Exercise goal ▸ Reproduce every line of the material below exactly. No pictures belong in the copy.

The input ▸
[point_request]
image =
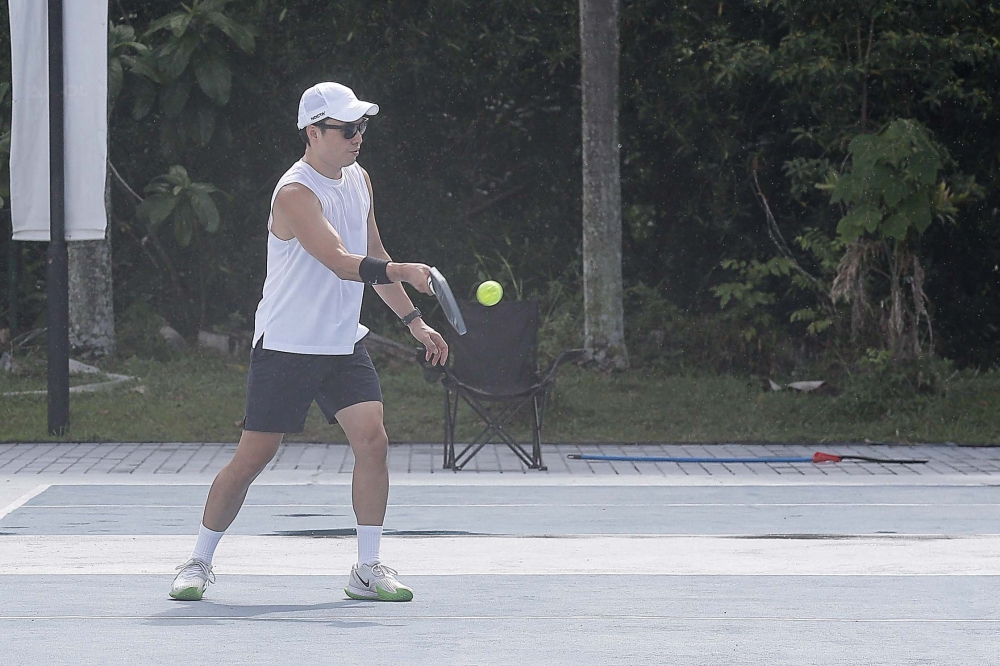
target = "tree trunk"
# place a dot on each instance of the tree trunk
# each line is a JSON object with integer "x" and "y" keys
{"x": 91, "y": 311}
{"x": 604, "y": 329}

Answer to the problem ▸
[point_request]
image =
target = "tree trunk"
# place a dot on each instance of the tree trunk
# each line is a JSON object with integer "x" and "y" keys
{"x": 91, "y": 311}
{"x": 604, "y": 329}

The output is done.